#### Reading passage:
Limitations of Prior Work: (1) Supervised local learning divides a network into multiple gradient-isolated local blocks, with each block supervised by an independent auxiliary network. While this saves GPU memory (as gradients only propagate within each block), the accuracy is far inferior to E2E training because of the lack of information exchange between blocks. (2) Existing improvements primarily focus on designing better auxiliary network architectures (e.g., DGL) or local loss functions (e.g., InfoPro, PredSim), but they still fail to fundamentally resolve the lack of inter-block communication. (3) The performance gap becomes more pronounced when the network is split into more blocks.

Key Challenge: The parallelism and memory advantages of local learning stem from gradient isolation, yet gradient isolation itself cuts off the inter-block information flow. Each block focuses only on local objectives and may discard globally beneficial information—referred to as the "myopia" problem. A mechanism is needed that can enable inter-block information transfer without disrupting gradient isolation.

Key Insight: Inspired by the EMA updates in momentum contrastive learning (MoCo), the authors propose to let each auxiliary network not only receive the input of the current block but also incorporate the parameter information of the next block through EMA. EMA provides a "smooth" information transfer mechanism—it requires no gradient flow across block boundaries while allowing the current block to perceive the state of subsequent blocks.

Core Idea: Use EMA to permeate the parameter information of adjacent blocks into the auxiliary network of the current block, combined with learnable biases to reconcile feature discrepancies, thereby endowing local learning with an approximately global perspective.

Method

Overall Architecture

The deep network is divided into \(K\) gradient-isolated local blocks. The first \(K-1\) blocks are each equipped with an auxiliary network for local supervision. The core improvement of MAN lies in the parameter update scheme of the auxiliary networks: it first updates the auxiliary network parameters \(\gamma_j\) using local gradients, and then incorporates the parameters of the next local block \(\theta_{j+1}\) into \(\gamma_j\) via EMA. Simultaneously, a learnable bias \(b_j\) is introduced for each auxiliary block to enhance adaptation to feature discrepancies across different blocks. The \(K\)-th block directly connects to the output classifier and does not use an auxiliary network.

Key Designs

  1. EMA-based Information Transfer:

    • Function: Achieves inter-block information communication without disrupting gradient isolation.
    • Mechanism: The parameter update of the \(j\)-th auxiliary network consists of two steps—first, update \(\gamma_j \leftarrow \gamma_j - \eta_a \nabla_{\gamma_j} \mathcal{L}(\hat{y}_j, y)\) with local gradients, and then fuse the parameters of the first layer of the next block \(\gamma_j \leftarrow \text{EMA}(\gamma_j, \theta_{j+1})\) via EMA. The EMA formula is \(\gamma_j = m \cdot \gamma_j + (1-m) \cdot \theta_{j+1}\), where the momentum coefficient is \(m = 0.995\). Only the parameters of the first layer of the next block (instead of all parameters) are used to maintain a balance in GPU memory usage.

#### Excerpted records:
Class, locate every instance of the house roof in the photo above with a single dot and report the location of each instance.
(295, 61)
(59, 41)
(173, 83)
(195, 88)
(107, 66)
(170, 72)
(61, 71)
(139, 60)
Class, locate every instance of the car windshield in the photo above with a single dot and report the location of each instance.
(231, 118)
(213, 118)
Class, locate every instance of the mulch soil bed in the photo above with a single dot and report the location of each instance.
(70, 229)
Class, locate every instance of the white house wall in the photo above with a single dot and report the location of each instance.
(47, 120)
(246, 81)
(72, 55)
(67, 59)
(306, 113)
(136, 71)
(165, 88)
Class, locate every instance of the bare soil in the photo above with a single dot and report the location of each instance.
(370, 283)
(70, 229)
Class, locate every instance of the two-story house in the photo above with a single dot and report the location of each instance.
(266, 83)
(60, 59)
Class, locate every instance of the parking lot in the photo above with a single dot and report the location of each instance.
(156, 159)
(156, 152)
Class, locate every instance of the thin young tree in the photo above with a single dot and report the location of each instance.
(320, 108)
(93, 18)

#### Given request:
Transcribe the stretch of the local learning passage from "The deep network" through "an auxiliary network.".

#### Solution for this exercise:
The deep network is divided into \(K\) gradient-isolated local blocks. The first \(K-1\) blocks are each equipped with an auxiliary network for local supervision. The core improvement of MAN lies in the parameter update scheme of the auxiliary networks: it first updates the auxiliary network parameters \(\gamma_j\) using local gradients, and then incorporates the parameters of the next local block \(\theta_{j+1}\) into \(\gamma_j\) via EMA. Simultaneously, a learnable bias \(b_j\) is introduced for each auxiliary block to enhance adaptation to feature discrepancies across different blocks. The \(K\)-th block directly connects to the output classifier and does not use an auxiliary network.